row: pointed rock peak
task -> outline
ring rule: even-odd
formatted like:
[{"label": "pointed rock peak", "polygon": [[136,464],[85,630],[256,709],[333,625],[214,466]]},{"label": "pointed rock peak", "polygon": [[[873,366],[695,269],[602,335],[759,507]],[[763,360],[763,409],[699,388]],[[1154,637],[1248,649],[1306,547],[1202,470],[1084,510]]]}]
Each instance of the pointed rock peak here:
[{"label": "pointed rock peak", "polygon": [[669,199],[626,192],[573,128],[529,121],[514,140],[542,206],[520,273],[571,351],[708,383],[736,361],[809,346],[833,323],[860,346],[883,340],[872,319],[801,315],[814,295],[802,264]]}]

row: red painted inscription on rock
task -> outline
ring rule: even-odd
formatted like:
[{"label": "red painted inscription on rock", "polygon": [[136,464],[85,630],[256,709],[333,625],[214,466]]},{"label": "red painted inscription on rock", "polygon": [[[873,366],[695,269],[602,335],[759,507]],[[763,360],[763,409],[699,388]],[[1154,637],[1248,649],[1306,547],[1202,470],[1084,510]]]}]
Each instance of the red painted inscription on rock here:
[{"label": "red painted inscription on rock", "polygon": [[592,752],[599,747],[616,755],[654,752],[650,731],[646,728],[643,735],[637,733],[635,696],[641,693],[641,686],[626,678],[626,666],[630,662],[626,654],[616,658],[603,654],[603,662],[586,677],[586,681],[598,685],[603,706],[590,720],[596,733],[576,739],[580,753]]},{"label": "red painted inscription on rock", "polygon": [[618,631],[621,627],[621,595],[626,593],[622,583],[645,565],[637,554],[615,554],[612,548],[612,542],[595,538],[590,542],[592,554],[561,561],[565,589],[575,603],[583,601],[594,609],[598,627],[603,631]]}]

> TASK OBJECTIVE: Could you lay out all the items above as a two-column CSV, one row per item, with columns named "prompt" and "response"? Put each item's text and its answer in one quoted field apiece, with line breaks replaced by spaces.

> TASK RESPONSE:
prompt,response
"row: pointed rock peak task -> outline ring rule: even-odd formatted like: [{""label"": ""pointed rock peak"", ""polygon"": [[136,464],[85,630],[256,709],[333,625],[214,466]]},{""label"": ""pointed rock peak"", ""polygon"": [[[873,366],[695,269],[602,335],[759,507]],[[763,360],[763,409],[699,388]],[[1154,637],[1248,649],[1306,547],[1202,470],[1084,510]]]}] Each instance of the pointed rock peak here:","[{""label"": ""pointed rock peak"", ""polygon"": [[669,199],[626,192],[573,128],[529,121],[514,140],[542,206],[520,273],[571,351],[708,383],[736,361],[809,346],[833,323],[860,346],[883,340],[872,319],[801,315],[814,295],[802,264]]}]"
"row: red painted inscription on rock task -> outline ring rule: even-odd formatted like: [{""label"": ""red painted inscription on rock"", ""polygon"": [[136,464],[85,630],[256,709],[333,625],[214,466]]},{""label"": ""red painted inscription on rock"", ""polygon"": [[[873,366],[695,269],[602,335],[759,507]],[[763,360],[763,409],[699,388]],[[1154,637],[1248,649],[1306,547],[1202,470],[1084,510]]]}] Each instance of the red painted inscription on rock here:","[{""label"": ""red painted inscription on rock"", ""polygon"": [[592,752],[599,747],[616,755],[654,752],[650,731],[646,728],[643,735],[637,733],[635,696],[641,693],[641,686],[626,678],[626,666],[630,662],[626,654],[616,658],[603,654],[603,662],[586,677],[586,681],[598,685],[603,706],[590,720],[596,733],[576,739],[580,753]]},{""label"": ""red painted inscription on rock"", ""polygon"": [[618,631],[621,627],[621,595],[626,593],[622,583],[645,565],[637,554],[615,554],[612,548],[612,542],[595,538],[590,542],[592,554],[561,561],[565,589],[575,603],[583,601],[594,609],[598,627],[603,631]]}]"